Al-Suris technisches Handbuch für Terroristen
Gilles Kepel war vor zehn Jahren einer der ersten, der vor dieser neuen Gefahr und von der neuen Qualität des Terrorismus warnte. Alles basiert auf der Ideologie des radikalen Islamisten Al-Suri, syrisch-spanischer Doppelbürger, Ingenieur und selbsternannter Prediger. Sein Appell für den islamistischen Widerstand umfasst 1600 Seiten. Es ist zugleich ein technisches Handbuch für Terroristen, eine präzise Anleitung, wie das Internet als Propaganda-Instrument genutzt werden kann und eine programmatische Enzyklopädie für den radikalen Islamismus.
Al-Kaida verlor den Rückhalt in der muslimischen Bevölkerung. Das nutze die dritte Generation des Dschihad, um ihren Kampf von unten aufzunehmen.
::::::
■ Arbeitsaufträge:
a – Wie viele Seiten umfasst Al-Suris Appell für den islamistischen Widerstand laut Ausgangstext?
b – Gib den Abschnitt des Ausgangstextes von „Al-Suris technisches Handbuch“ bis einschließlich „den radikalen Islamismus.“ wortgetreu aus.

■ Aufgelistete Einträge:
::::::
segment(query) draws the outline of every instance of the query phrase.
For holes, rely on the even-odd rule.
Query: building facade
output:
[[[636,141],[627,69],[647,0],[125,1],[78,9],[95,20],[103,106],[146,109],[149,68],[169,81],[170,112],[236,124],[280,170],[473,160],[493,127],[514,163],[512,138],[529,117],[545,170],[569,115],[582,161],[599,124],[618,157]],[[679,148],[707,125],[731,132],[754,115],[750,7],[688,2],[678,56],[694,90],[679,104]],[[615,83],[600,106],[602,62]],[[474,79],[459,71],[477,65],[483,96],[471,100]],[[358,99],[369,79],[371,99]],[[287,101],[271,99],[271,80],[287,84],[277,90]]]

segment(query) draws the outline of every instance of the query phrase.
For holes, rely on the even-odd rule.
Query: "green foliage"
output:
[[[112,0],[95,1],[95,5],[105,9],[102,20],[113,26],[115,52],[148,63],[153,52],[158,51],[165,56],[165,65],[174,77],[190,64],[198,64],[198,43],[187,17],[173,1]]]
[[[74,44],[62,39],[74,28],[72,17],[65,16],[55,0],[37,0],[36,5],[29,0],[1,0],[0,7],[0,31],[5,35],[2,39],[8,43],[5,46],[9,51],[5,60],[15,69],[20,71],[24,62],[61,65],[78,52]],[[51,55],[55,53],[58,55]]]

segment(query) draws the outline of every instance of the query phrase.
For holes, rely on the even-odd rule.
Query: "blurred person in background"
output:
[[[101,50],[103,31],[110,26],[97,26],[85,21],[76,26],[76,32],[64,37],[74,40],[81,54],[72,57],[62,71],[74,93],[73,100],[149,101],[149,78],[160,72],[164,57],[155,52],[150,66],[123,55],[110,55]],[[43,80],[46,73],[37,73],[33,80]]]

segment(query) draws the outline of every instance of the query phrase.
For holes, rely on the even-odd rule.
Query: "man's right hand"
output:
::::::
■ Lösungen je Aufgabe:
a – 1600 Seiten.

b –
Al-Suris technisches Handbuch für Terroristen
Gilles Kepel war vor zehn Jahren einer der ersten, der vor dieser neuen Gefahr und von der neuen Qualität des Terrorismus warnte. Alles basiert auf der Ideologie des radikalen Islamisten Al-Suri, syrisch-spanischer Doppelbürger, Ingenieur und selbsternannter Prediger. Sein Appell für den islamistischen Widerstand umfasst 1600 Seiten. Es ist zugleich ein technisches Handbuch für Terroristen, eine präzise Anleitung, wie das Internet als Propaganda-Instrument genutzt werden kann und eine programmatische Enzyklopädie für den radikalen Islamismus.